** Entries provided **
'''
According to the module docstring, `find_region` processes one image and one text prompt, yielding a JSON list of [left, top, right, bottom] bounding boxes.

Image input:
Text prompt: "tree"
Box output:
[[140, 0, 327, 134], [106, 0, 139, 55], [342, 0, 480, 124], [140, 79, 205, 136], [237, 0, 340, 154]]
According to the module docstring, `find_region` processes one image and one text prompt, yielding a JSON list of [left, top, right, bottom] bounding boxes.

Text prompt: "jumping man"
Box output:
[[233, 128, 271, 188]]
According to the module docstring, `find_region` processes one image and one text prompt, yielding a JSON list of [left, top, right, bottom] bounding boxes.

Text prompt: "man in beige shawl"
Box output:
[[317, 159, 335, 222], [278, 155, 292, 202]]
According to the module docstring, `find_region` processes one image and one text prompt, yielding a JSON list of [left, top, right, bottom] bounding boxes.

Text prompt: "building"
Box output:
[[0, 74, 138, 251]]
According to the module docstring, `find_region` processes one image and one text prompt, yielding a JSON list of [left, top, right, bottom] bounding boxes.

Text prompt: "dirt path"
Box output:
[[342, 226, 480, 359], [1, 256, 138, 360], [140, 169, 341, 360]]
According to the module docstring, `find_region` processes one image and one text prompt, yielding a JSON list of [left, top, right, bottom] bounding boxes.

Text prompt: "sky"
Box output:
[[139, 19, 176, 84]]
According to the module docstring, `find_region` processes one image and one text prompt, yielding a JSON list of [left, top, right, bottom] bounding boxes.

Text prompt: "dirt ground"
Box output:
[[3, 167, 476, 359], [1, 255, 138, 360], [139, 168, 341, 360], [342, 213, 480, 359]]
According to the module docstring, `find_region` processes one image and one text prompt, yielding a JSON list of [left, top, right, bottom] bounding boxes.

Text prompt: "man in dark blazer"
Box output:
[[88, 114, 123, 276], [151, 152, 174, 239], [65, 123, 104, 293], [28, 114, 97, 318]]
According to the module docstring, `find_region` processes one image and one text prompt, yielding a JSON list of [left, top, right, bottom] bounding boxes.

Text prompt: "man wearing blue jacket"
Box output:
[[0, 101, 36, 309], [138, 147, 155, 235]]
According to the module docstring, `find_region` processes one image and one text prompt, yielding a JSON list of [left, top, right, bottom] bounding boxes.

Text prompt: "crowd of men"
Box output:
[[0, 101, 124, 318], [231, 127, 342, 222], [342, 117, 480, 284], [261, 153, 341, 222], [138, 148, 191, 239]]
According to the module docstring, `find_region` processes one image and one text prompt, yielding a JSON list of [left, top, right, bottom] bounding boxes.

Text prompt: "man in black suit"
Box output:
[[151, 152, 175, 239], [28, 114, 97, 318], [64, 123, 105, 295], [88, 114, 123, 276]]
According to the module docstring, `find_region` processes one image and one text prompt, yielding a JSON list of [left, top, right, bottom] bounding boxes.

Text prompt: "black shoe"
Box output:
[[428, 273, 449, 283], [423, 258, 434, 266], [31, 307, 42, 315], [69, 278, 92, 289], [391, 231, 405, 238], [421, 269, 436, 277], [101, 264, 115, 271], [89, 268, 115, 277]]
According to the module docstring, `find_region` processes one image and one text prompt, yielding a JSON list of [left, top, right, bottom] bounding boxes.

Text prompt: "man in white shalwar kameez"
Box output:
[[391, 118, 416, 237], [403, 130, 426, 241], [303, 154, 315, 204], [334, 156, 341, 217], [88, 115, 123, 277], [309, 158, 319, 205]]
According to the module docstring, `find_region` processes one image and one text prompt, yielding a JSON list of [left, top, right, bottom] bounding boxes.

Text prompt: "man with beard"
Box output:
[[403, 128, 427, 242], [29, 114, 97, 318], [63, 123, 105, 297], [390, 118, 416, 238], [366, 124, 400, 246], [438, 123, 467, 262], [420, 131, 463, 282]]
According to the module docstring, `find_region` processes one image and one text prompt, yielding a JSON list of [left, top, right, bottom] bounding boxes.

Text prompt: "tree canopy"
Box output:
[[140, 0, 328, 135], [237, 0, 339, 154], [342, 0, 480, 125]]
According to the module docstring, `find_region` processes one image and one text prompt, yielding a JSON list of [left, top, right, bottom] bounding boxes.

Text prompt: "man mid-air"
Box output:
'''
** What is being asked **
Write the data out again. Match it exactly.

** Output for this exercise **
According to the module docstring, `find_region` processes one image and one text prompt, yielding a JSON list of [left, top, right, bottom] bounding boxes.

Image input:
Text prompt: "tree"
Box output:
[[140, 0, 327, 134], [106, 0, 139, 55], [342, 0, 480, 124], [140, 79, 205, 136], [237, 0, 340, 154]]
According to the module docstring, `find_region` processes one image and one text prompt, yielding a JSON list of [left, top, right, bottom] bounding boxes.

Text prompt: "jumping man"
Box output:
[[233, 128, 271, 188]]
According to the module docstring, `find_region` processes one image and one text prompt, yielding a JSON list of [left, top, right, bottom] bounding boxes.

Text prompt: "man in beige shawl"
Box output:
[[317, 159, 335, 222], [278, 155, 292, 202]]
According to the module docstring, `find_region` processes one image and one text prompt, yielding a JSON list of [left, top, right, bottom] bounding boxes.

Text prompt: "building"
Box output:
[[0, 74, 138, 251]]
According to the module docstring, `find_region` processes one image and one text prompt, yielding a JSON list of [left, top, right, bottom] bounding boxes.

Text prompt: "dirt path"
Box output:
[[342, 226, 480, 359], [1, 256, 138, 360], [140, 169, 341, 360]]
According to the module docstring, `find_region` processes one image and one text prompt, yielding a JSON list of [left, top, right, bottom] bounding boxes.

Text prompt: "sky"
Box output:
[[139, 19, 176, 84]]
According to the module docstring, `find_region` processes one image and one text prompt, yielding a JSON list of [left, top, right, bottom] bounding boxes.

Text prompt: "dirt ground"
Box output:
[[3, 167, 476, 359], [1, 255, 138, 360], [139, 168, 341, 360], [342, 213, 480, 359]]
According to the module docstring, `find_region` processes one image and one text prompt, yielding a JSON list of [left, top, right, bottom] bounding boxes.

Text prompt: "man in dark blazer"
Box output:
[[88, 114, 123, 276], [151, 152, 174, 239], [65, 123, 104, 293], [28, 114, 97, 318]]
According to the module docstring, `find_region` processes one image and one text prompt, yielding a JSON list of [left, top, right, bottom] bounding boxes.

Text prompt: "man wearing blue jacket"
Box output:
[[0, 101, 36, 309], [138, 147, 155, 235]]
According to the module docstring, `find_region` processes one image and one text prompt, yielding a JSON list of [left, top, right, bottom] bounding boxes.

Text prompt: "crowd of men"
Box output:
[[0, 101, 124, 318], [231, 127, 342, 222], [342, 117, 480, 284], [261, 153, 341, 222], [138, 148, 191, 239]]
According to the module docstring, `find_region` processes one image and one text prompt, yielding a JSON list of [left, top, right, bottom] bounding boxes.

Text prompt: "man in black suit"
Box output:
[[151, 152, 175, 239], [28, 114, 97, 318], [64, 123, 105, 295], [88, 114, 123, 276]]
According to the module docstring, `find_region` processes one image and one text prompt, yielding a JSON list of [left, top, right, bottom] bounding boxes.

Text prompt: "black shoe"
Box output:
[[428, 273, 449, 283], [423, 258, 434, 266], [31, 307, 42, 315], [69, 278, 92, 289], [391, 231, 405, 238], [421, 269, 436, 277], [101, 264, 115, 271], [89, 268, 115, 277]]
According to the module docstring, `find_region` processes one image and one text prompt, yielding a JSON list of [left, top, right, bottom] bounding boxes.

Text prompt: "man in white shalwar kameez"
Box output:
[[391, 118, 416, 237], [403, 130, 426, 241], [303, 154, 315, 204], [334, 156, 341, 217], [88, 115, 123, 277], [309, 158, 319, 205]]
According to the module docstring, `find_region` processes one image and one text prompt, yielding a JSON list of [left, top, right, bottom] bounding boxes.

Text prompt: "man with beard"
Box output:
[[403, 128, 427, 242], [29, 114, 97, 318], [63, 123, 105, 297], [390, 118, 416, 238], [366, 124, 400, 246], [438, 123, 467, 262], [420, 131, 463, 282]]
According to the module docstring, `find_region` processes one image and one text prompt, yielding a JSON list of [left, top, right, bottom] bounding boxes.

Text prompt: "tree canopy"
Box output:
[[140, 0, 328, 135], [237, 0, 339, 154], [342, 0, 480, 125]]
According to the module docstring, `find_region` processes one image and one text prompt, yielding a JSON list of [left, top, right, bottom] bounding boxes.

Text prompt: "man mid-air"
Box output:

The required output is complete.